ФРАГМЕНТ ТЕКСТА ->
Логика отсутствия: возможность другого восприятия

 

Действительно ли, как утверждает Кристиан Метц, кино выполняет ту же социальную функцию, которую брал на себя роман в XIX столетии? Утвердительный ответ на данный вопрос уместен только в рамках традиции нарративного кинематографа, доминирование которой с самого рождения кино оспаривалось самим фактом существования экспериментальных и авангардных фильмов, разрабатывавших логику образов, не соединенных скрепами «сюжета». Однако возможна и другая стратегия преодоления представлений о кино в терминах классической литературы, подрыв традиции изнутри, с помощью кинематографа, опирающегося на иную модель повествования. Анагата ЖУЛИТОВА на примере двух версий фильма «Призрак в доспехах» осуществляет сравнительный анализ западной художественной традиции, восходящей к аристотелевской поэтике, с «японской эстетикой», проясняя перспективы и горизонты восточной модели построения кинематографического образа.

 

Тезис Сепира-Уорфа в радикальном прочтении гласит: наше восприятие мира обусловлено нашим языком. Положение о культурной обусловленности человеческого восприятия кажется очевидностью, о которой можно не говорить, ведь добавить уже и нечего.

С другой стороны, в трудах разных мыслителей повторяется одна идея: произведение искусства способно видоизменять наше восприятие. Анри Мальдине пишет о радикальном преобразовании субъекта в момент переживания произведения искусства; Жак Рансьер вводит категорию порядка чувственного, которая обозначает переконфигурацию восприятия. У Рансьера искусство оказывается политическим: художественная работа противостоит убаюкивающему консенсусу; создавая новый порядок чувственного, она вносит разногласие.

Эстетические проекты двух философов — феноменологические. Переконфигурация восприятия констатируется как факт опыта. Действительно, люди могут вспомнить художественные работы, которые неожиданно перевернули их вúдение вещей. Но если предметом интереса сделать не эффект искусства, а возможность его производства, то хочется спросить: как воспринять нечто по-другому? Можно попробовать сменить эстетический словарь — такой ответ следует из культурной обусловленности восприятия, а особенно из тезиса Сепира-Уорфа.

Кино оказывается превосходным примером для этого. Ремейки наглядно демонстрируют, как культура, отвечающая за каноническое восприятие, деформирует инородный ей предмет искусства, чтобы сделать его доступным своим адептам. Сценарий, не являясь определяющим элементом фильма, позволяет делать ремейки. История вроде бы остаётся прежней, но последовательность событий изменяется. Это и даёт возможность говорить о новом фильме, а не пересказе, соответственно можно вполне серьёзно говорить и о разных порядках чувственного или восприятиях.

ЗАДАНИЕ 1 -> Перепишите дословно часть текста о кино и восприятии: всё от слов «Тезис Сепира-Уорфа в» и вплоть до слов «уже и нечего.».
ЗАДАНИЕ 2 -> Перескажите текст о кино и восприятии в двух предложениях.

[Несколько записей]
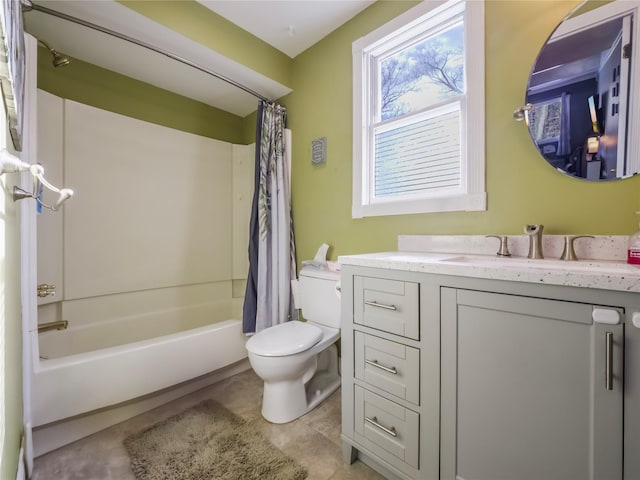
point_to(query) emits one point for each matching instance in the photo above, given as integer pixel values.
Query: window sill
(474, 202)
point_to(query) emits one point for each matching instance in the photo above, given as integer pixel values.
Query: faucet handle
(568, 253)
(503, 249)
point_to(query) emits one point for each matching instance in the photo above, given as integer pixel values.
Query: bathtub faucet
(58, 325)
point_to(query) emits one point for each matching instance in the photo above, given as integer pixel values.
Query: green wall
(521, 187)
(201, 25)
(105, 89)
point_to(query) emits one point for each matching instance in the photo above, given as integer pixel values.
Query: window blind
(418, 158)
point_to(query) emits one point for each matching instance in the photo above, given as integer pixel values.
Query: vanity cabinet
(456, 378)
(531, 389)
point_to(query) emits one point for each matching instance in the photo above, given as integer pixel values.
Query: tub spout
(58, 325)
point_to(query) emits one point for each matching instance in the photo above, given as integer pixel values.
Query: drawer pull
(374, 421)
(608, 372)
(374, 363)
(380, 305)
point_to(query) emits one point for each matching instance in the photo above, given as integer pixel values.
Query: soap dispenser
(633, 252)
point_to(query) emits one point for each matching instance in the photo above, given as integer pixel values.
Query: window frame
(387, 39)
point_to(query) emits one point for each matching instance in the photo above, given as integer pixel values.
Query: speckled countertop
(599, 269)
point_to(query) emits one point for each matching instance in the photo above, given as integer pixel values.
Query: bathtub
(98, 365)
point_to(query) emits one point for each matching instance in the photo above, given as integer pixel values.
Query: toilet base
(283, 402)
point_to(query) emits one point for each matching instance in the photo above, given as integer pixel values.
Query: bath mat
(207, 442)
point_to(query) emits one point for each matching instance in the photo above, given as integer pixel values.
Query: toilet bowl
(298, 361)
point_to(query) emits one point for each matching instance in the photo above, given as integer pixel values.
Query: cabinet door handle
(380, 305)
(608, 371)
(374, 421)
(374, 363)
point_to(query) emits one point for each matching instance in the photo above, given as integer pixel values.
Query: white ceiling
(291, 26)
(310, 21)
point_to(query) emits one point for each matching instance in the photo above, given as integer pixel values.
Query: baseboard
(57, 434)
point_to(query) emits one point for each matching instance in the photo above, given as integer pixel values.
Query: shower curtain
(272, 265)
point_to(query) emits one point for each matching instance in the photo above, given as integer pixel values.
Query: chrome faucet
(535, 240)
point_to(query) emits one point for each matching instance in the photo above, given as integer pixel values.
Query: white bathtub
(102, 364)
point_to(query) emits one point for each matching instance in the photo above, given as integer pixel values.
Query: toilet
(298, 361)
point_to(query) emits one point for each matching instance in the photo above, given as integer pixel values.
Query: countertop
(600, 274)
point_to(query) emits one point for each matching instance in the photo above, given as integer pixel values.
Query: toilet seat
(285, 339)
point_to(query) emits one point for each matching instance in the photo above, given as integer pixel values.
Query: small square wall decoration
(319, 151)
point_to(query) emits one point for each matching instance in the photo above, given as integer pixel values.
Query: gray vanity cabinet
(456, 378)
(531, 389)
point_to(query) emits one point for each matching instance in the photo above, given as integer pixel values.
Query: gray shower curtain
(272, 264)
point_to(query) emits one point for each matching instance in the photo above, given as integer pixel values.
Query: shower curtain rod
(28, 5)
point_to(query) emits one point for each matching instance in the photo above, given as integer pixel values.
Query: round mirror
(580, 105)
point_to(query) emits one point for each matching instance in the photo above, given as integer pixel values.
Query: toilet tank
(319, 297)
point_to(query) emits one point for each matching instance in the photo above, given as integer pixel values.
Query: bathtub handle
(58, 325)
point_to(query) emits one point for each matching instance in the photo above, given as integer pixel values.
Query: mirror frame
(574, 23)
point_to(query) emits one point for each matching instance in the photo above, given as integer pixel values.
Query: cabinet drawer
(389, 305)
(390, 366)
(388, 429)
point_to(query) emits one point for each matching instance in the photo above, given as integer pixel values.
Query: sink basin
(601, 267)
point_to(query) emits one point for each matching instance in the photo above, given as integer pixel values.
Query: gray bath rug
(207, 442)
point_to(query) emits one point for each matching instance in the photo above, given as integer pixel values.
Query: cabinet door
(531, 389)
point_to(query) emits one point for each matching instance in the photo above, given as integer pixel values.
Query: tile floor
(313, 440)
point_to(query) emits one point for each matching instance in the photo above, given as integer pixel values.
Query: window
(419, 112)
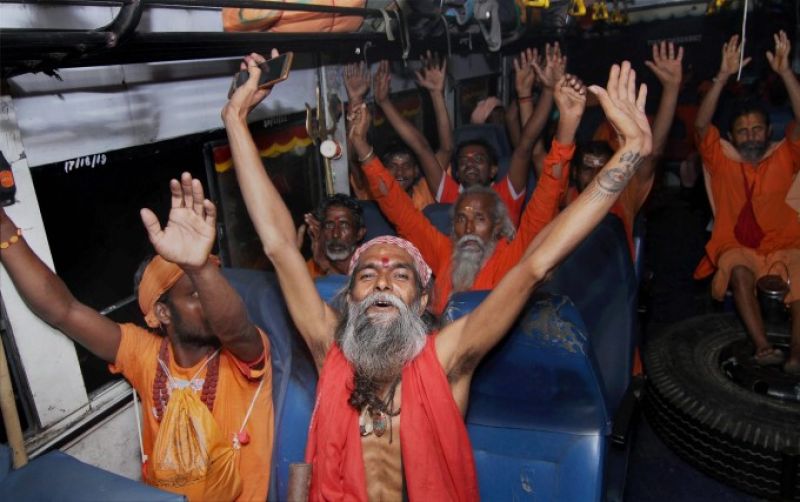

ГОТОВЫЙ ОТВЕТ 1 ->
Тезис Сепира-Уорфа в радикальном прочтении гласит: наше восприятие мира обусловлено нашим языком. Положение о культурной обусловленности человеческого восприятия кажется очевидностью, о которой можно не говорить, ведь добавить уже и нечего.

ГОТОВЫЙ ОТВЕТ 2 -> Человеческое восприятие культурно обусловлено, а в радикальном прочтении тезиса Сепира-Уорфа его определяет язык, однако, по мысли Мальдине и Рансьера, произведение искусства способно видоизменять восприятие. Воспринять нечто по-другому можно, сменив эстетический словарь, и превосходный пример тому кино: в ремейках история остаётся прежней, но последовательность событий меняется, так что можно говорить о разных порядках чувственного.